==== Input ====

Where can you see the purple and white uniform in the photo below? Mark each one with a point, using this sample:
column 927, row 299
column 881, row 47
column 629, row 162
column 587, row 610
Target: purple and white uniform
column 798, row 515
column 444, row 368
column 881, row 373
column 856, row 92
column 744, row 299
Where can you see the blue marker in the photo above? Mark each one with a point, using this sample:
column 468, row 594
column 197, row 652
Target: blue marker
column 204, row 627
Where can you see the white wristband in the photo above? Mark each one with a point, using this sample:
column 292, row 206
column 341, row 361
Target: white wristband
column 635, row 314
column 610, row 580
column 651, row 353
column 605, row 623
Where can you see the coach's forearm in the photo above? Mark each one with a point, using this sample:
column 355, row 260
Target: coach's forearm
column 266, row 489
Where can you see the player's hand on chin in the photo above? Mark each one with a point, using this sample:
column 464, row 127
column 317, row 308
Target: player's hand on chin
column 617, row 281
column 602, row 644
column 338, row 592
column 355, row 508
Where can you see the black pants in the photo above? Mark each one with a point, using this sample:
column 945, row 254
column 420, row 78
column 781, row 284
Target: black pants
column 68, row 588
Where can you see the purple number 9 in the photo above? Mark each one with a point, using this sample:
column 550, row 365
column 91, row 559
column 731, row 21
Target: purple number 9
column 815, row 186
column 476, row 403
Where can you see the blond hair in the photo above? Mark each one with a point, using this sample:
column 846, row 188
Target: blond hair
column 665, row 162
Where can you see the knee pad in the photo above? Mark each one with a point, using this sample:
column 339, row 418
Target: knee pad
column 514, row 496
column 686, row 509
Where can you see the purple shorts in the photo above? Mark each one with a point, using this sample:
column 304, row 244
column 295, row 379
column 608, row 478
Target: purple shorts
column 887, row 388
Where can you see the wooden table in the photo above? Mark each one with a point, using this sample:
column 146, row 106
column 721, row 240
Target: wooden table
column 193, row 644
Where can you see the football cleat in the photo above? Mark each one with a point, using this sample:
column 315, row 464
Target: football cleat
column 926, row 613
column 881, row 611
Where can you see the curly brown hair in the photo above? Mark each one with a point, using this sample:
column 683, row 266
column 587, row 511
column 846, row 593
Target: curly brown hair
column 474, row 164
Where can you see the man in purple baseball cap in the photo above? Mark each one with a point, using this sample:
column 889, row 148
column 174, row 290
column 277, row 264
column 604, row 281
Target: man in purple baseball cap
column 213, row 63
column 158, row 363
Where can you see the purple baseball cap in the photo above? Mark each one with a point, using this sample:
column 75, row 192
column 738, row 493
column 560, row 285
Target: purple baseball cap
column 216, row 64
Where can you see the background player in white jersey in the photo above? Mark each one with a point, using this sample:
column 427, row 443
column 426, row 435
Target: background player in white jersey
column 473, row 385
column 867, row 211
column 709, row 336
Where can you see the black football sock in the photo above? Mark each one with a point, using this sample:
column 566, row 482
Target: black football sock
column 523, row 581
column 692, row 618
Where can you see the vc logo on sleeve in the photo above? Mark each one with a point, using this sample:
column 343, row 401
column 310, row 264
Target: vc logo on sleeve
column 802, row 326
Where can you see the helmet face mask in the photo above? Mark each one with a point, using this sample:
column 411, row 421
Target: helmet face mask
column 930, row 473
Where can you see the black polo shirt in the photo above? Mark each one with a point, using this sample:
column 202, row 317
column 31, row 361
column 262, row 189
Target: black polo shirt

====

Try it >>
Determine how many lines of the entries above carry the string "shirt", and give that number alone.

Solution for this problem >>
2